*** Material for this task Section Begins ***

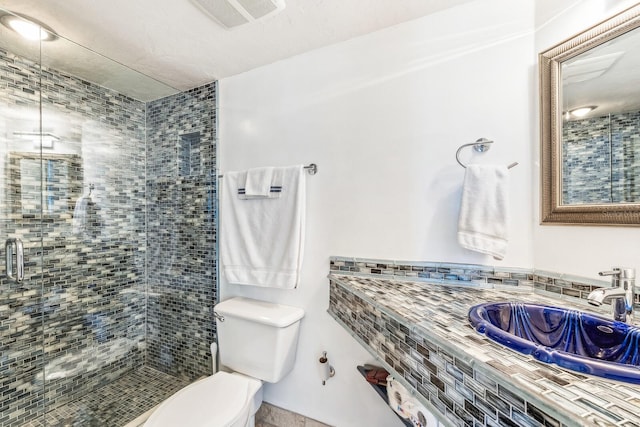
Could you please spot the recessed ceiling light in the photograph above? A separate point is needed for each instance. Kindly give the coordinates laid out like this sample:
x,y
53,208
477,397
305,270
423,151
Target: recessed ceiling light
x,y
27,27
582,111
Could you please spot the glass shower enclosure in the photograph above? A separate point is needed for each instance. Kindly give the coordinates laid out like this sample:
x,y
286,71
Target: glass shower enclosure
x,y
107,284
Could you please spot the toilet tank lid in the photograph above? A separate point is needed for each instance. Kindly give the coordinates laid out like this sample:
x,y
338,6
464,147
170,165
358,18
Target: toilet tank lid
x,y
268,313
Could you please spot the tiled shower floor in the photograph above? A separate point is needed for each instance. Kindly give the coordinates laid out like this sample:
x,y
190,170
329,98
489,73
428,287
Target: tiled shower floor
x,y
117,403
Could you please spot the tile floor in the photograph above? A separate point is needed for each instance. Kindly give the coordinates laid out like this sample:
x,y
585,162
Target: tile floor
x,y
272,416
124,401
117,403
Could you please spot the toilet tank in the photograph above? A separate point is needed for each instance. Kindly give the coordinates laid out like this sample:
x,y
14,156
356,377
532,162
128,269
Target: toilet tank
x,y
257,338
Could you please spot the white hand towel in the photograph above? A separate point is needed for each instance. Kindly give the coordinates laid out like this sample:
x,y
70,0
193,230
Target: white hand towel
x,y
484,217
258,182
261,240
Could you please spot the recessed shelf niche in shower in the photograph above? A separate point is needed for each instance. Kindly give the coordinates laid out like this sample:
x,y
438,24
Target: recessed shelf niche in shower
x,y
189,154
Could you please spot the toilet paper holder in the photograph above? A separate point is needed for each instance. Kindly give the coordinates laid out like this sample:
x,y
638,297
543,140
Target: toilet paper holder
x,y
326,370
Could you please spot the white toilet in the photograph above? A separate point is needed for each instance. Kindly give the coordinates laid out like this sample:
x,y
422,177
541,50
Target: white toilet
x,y
257,341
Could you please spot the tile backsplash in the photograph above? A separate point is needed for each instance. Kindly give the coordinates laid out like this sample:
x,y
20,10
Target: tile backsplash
x,y
562,285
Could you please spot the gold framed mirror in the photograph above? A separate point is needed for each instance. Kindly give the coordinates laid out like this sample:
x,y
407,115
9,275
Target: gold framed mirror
x,y
590,164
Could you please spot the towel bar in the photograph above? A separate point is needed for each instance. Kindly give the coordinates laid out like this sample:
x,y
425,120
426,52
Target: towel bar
x,y
481,145
311,168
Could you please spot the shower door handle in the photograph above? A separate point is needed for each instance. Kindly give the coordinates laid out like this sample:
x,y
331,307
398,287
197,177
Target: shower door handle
x,y
11,246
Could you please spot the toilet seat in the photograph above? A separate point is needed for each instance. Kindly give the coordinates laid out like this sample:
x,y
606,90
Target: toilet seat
x,y
221,400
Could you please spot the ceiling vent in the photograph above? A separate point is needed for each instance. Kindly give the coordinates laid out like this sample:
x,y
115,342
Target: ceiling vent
x,y
232,13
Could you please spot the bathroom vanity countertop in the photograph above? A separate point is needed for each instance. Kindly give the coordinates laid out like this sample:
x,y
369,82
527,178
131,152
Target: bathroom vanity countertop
x,y
439,313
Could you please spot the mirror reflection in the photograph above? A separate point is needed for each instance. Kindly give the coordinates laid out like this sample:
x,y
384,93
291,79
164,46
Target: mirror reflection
x,y
601,123
589,124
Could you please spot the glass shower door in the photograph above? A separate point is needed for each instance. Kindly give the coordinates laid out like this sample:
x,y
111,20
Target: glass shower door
x,y
21,323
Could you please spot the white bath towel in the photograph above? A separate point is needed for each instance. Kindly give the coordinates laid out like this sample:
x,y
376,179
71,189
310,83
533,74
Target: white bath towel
x,y
261,240
484,215
258,182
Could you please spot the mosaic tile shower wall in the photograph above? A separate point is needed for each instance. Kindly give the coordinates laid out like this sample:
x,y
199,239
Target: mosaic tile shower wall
x,y
74,323
87,215
181,232
601,159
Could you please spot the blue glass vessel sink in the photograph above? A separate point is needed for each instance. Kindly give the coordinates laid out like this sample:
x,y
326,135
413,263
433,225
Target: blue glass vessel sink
x,y
572,339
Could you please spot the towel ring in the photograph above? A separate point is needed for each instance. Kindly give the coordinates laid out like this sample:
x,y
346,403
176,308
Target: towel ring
x,y
481,145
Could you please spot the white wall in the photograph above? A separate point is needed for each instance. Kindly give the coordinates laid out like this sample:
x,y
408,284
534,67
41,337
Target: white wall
x,y
382,116
577,250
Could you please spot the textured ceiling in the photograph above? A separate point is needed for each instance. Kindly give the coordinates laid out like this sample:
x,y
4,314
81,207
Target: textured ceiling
x,y
175,43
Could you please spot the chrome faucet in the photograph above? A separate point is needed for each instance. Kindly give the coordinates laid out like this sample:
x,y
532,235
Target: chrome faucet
x,y
621,294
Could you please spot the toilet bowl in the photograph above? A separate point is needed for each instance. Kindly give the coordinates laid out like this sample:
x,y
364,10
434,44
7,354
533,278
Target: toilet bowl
x,y
221,400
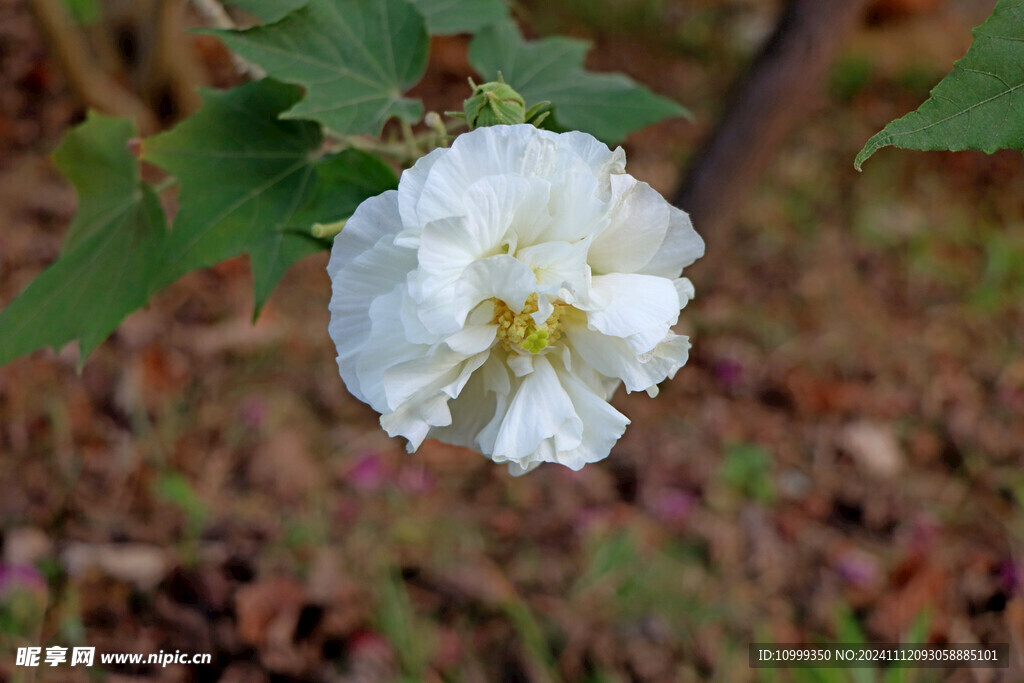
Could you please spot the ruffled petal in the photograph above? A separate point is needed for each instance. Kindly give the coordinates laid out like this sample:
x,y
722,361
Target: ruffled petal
x,y
612,357
365,264
682,246
501,276
638,225
558,265
410,189
540,410
385,347
638,308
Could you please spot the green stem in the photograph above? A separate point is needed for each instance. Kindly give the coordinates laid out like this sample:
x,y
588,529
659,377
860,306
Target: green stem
x,y
166,183
412,144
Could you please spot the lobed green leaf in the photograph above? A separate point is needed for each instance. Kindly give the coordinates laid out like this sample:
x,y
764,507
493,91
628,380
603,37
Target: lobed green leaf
x,y
354,58
114,248
607,105
980,104
445,17
253,183
268,10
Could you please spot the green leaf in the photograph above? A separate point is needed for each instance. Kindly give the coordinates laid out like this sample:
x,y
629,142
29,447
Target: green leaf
x,y
85,12
607,105
116,245
979,105
445,17
354,57
268,10
252,183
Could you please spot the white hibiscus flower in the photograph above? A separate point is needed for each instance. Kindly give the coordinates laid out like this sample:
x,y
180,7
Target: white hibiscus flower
x,y
501,295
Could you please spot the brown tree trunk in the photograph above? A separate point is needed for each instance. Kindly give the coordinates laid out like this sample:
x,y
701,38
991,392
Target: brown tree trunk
x,y
778,92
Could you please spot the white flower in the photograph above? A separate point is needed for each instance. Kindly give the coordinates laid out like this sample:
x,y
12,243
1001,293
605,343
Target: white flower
x,y
501,295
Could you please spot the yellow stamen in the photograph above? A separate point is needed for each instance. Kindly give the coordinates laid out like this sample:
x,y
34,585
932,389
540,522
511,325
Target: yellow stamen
x,y
520,331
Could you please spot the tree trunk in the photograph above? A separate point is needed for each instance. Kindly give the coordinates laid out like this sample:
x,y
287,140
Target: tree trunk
x,y
778,92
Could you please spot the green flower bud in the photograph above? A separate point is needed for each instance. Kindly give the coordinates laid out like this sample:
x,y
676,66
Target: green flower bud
x,y
495,103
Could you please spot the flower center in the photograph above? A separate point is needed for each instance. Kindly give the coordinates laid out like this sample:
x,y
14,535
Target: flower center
x,y
520,331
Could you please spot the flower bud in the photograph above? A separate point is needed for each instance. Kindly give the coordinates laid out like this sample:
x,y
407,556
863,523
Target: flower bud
x,y
495,103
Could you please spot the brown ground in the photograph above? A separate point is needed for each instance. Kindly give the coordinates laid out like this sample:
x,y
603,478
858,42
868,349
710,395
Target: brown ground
x,y
841,459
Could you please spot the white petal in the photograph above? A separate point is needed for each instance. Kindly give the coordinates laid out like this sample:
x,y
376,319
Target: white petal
x,y
602,161
487,152
472,339
471,411
684,288
682,246
612,357
540,410
638,308
557,265
410,189
604,425
364,266
638,224
386,346
500,276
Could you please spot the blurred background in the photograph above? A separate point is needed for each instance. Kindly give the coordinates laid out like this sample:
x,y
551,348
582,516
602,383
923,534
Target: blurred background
x,y
839,462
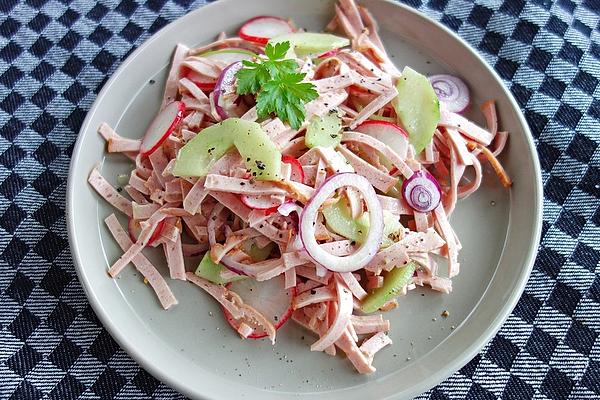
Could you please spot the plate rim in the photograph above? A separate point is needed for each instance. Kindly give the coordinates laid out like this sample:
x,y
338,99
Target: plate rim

*** Material for this task Section Ends ***

(Activity):
Lines that hold the word "plate" are the ones to copy from the entries above.

(Task answer):
Could you please spot the plate rim in the photograph above? A separate point is needed for each instance. Kindly give the coordinates laid out like this sample:
Target: plate rim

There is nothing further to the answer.